(Records from a data source)

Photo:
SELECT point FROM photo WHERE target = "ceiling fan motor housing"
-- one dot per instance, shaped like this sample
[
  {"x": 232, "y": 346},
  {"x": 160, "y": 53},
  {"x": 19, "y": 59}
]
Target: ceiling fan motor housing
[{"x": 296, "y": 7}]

§ **Exercise requirements**:
Exact copies of all the entries above are to be printed.

§ **Exercise answer**:
Photo:
SELECT point FROM photo WHERE target = "ceiling fan motor housing"
-- one dot per instance, shaped like this sample
[
  {"x": 232, "y": 346},
  {"x": 160, "y": 53},
  {"x": 19, "y": 59}
]
Target: ceiling fan motor housing
[{"x": 296, "y": 7}]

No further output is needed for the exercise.